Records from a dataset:
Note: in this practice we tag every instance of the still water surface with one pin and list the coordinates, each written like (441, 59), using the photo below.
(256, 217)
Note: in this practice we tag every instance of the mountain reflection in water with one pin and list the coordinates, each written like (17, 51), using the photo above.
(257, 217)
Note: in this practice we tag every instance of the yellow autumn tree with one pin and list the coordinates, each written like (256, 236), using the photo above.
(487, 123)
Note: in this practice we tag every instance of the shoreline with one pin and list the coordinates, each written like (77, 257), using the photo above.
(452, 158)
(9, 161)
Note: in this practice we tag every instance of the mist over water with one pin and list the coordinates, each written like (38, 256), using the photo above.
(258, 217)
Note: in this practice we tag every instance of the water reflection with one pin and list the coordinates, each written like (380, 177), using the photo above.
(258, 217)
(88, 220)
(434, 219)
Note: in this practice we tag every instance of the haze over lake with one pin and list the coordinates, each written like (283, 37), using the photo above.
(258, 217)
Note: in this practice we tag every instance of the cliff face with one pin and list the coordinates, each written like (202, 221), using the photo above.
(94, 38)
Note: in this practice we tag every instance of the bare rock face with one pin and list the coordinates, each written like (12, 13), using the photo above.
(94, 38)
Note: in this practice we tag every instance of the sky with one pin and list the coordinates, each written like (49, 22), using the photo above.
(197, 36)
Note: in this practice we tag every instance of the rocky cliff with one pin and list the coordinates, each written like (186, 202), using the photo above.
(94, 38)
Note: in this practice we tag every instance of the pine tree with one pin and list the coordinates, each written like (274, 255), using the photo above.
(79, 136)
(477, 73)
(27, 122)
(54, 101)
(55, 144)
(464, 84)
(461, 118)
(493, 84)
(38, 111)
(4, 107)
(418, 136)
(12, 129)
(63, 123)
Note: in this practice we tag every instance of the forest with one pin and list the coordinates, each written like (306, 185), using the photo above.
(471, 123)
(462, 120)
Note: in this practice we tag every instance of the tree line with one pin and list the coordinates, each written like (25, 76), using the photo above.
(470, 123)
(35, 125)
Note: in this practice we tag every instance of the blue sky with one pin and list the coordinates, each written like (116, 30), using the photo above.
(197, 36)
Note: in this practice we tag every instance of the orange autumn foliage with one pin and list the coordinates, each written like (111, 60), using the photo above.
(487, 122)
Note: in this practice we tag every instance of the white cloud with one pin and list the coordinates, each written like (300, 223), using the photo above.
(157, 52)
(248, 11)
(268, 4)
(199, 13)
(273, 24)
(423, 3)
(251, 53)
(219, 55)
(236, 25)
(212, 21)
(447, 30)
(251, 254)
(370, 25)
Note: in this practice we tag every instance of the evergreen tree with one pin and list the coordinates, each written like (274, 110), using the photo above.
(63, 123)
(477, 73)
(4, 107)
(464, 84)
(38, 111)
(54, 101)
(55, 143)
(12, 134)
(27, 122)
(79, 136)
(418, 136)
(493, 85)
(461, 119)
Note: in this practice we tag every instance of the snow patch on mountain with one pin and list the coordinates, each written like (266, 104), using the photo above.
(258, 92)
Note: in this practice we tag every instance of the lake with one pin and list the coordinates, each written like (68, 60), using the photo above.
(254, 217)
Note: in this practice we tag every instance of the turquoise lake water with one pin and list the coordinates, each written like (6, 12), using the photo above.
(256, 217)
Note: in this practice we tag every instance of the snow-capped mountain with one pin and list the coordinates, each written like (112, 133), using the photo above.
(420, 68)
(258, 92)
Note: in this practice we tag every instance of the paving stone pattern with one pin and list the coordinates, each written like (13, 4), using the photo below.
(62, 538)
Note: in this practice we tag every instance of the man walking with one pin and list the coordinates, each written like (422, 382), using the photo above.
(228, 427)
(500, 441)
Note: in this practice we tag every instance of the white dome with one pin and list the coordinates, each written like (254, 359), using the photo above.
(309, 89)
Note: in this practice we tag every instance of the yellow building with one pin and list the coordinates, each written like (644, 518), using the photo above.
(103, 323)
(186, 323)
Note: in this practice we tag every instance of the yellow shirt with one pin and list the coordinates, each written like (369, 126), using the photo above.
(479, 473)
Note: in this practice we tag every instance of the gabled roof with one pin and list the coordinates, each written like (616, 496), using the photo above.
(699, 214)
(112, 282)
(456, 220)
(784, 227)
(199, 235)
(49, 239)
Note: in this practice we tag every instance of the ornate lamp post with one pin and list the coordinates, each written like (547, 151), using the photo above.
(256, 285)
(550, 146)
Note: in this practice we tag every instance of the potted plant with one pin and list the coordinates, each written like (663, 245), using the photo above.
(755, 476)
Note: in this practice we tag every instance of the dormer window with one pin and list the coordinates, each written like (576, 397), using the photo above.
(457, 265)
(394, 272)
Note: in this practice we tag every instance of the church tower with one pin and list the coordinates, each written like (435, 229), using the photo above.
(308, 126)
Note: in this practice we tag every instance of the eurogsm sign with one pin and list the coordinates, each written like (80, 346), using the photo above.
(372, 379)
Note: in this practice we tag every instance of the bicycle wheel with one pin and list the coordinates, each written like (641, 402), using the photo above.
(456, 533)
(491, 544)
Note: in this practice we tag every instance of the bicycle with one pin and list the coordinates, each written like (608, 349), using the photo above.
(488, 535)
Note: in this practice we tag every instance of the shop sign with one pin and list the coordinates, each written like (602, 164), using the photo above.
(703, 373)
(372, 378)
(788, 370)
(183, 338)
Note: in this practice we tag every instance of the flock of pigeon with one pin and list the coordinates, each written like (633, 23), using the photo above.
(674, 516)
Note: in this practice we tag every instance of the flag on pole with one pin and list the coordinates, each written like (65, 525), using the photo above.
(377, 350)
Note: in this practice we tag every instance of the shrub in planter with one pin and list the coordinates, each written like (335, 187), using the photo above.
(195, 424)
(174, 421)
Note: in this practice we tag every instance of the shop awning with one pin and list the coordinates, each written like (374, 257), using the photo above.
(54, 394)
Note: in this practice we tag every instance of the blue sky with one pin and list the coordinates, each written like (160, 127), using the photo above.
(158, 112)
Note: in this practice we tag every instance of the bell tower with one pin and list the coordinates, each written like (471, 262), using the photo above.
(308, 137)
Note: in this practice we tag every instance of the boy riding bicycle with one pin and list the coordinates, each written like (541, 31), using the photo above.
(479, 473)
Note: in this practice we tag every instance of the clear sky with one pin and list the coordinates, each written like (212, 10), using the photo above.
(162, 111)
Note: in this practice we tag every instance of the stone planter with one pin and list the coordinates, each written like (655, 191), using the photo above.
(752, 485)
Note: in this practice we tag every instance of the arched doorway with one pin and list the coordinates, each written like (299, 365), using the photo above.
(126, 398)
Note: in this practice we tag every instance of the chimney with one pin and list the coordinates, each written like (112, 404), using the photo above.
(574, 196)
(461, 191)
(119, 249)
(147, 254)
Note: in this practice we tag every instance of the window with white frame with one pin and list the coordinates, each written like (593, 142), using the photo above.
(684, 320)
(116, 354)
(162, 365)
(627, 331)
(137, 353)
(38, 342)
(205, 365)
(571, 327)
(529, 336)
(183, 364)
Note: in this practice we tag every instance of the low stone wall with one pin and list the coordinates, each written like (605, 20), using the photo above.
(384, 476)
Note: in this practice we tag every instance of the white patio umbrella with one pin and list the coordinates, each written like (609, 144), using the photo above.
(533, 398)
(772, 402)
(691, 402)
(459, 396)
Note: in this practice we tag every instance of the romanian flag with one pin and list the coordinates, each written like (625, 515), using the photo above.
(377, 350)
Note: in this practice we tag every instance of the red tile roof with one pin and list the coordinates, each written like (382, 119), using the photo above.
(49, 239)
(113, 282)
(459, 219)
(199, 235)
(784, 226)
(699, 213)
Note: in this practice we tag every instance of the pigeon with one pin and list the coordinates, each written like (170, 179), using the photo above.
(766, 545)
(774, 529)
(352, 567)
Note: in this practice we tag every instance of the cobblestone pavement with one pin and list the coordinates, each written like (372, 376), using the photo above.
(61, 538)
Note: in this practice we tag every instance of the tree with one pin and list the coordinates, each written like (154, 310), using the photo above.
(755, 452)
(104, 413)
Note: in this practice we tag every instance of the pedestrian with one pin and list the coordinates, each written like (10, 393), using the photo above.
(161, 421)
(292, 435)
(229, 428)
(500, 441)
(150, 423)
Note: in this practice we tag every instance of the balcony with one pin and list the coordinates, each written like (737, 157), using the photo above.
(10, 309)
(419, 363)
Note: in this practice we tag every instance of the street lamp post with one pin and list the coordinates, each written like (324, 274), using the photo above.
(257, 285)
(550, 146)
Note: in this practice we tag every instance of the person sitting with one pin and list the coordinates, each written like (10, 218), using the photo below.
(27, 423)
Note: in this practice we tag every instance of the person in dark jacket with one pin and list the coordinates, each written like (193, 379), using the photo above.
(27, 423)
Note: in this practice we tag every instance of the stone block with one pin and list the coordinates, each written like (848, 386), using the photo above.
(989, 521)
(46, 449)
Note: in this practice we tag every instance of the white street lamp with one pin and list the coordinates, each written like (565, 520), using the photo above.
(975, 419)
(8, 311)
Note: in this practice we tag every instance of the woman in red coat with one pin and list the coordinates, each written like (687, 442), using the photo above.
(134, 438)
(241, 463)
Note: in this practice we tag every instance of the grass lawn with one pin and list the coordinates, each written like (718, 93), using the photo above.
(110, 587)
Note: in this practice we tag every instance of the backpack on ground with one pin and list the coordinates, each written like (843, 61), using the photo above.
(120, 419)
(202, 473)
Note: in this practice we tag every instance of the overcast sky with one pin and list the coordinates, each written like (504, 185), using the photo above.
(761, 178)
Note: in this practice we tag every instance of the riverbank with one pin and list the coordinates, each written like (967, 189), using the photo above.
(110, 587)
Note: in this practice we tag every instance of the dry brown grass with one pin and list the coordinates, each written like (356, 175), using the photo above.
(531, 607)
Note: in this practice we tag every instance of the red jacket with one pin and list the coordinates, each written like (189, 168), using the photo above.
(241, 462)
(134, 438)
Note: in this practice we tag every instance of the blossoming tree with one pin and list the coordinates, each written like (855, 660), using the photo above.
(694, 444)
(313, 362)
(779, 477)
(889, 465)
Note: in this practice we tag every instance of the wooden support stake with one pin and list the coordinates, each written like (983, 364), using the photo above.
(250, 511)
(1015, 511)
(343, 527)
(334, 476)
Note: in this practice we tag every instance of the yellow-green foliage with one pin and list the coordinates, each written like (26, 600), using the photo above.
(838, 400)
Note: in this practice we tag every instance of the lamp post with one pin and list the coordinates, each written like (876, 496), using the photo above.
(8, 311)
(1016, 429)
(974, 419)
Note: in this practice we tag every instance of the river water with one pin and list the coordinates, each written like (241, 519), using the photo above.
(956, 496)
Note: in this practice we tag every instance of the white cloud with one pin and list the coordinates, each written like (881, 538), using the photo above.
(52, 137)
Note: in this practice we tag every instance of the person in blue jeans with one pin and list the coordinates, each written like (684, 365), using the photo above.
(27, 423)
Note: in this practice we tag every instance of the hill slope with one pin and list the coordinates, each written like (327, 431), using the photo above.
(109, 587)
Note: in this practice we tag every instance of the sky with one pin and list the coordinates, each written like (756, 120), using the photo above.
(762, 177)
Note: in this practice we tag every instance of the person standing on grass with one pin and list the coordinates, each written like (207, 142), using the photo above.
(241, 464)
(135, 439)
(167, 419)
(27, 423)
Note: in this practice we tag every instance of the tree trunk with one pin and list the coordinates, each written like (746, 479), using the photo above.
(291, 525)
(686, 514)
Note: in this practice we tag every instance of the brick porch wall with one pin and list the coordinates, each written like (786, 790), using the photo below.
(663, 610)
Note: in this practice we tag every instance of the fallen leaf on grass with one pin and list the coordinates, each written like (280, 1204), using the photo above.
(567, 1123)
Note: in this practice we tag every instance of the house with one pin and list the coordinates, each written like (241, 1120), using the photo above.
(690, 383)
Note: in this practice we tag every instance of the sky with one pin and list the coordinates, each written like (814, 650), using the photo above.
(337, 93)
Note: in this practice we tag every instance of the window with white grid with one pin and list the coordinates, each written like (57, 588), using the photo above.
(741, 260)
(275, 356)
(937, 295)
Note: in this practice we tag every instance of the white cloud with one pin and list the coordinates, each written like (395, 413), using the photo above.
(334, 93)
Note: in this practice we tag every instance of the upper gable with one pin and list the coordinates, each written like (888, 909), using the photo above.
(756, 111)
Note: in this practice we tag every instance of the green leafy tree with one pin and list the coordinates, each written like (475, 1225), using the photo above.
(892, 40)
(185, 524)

:: Problem ::
Copy, word for word, the stretch of the data from the line that contains "650), using the photo above." through the end of the data.

:: Expected answer ::
Note: in this practice we tag every instance of the sky with one pin and list the coordinates, each written like (814, 650), using the photo above.
(337, 93)
Note: in this practice we tag every instance of the window with white grid with one pin and list the coordinates, each written like (57, 588), using the photo above.
(741, 260)
(275, 356)
(937, 295)
Note: in this practice we tag every instance of the white cloud with one pin and list the coordinates, each written like (395, 413), using the photo above.
(334, 93)
Note: in this practice we tag every instance of the upper gable with one pin and list the coordinates, each written like (888, 909), using the photo above.
(756, 111)
Note: in this practice we tag every instance of the green leafy tree with one pin and list the coordinates, each written like (475, 1225), using the photo above.
(892, 40)
(185, 524)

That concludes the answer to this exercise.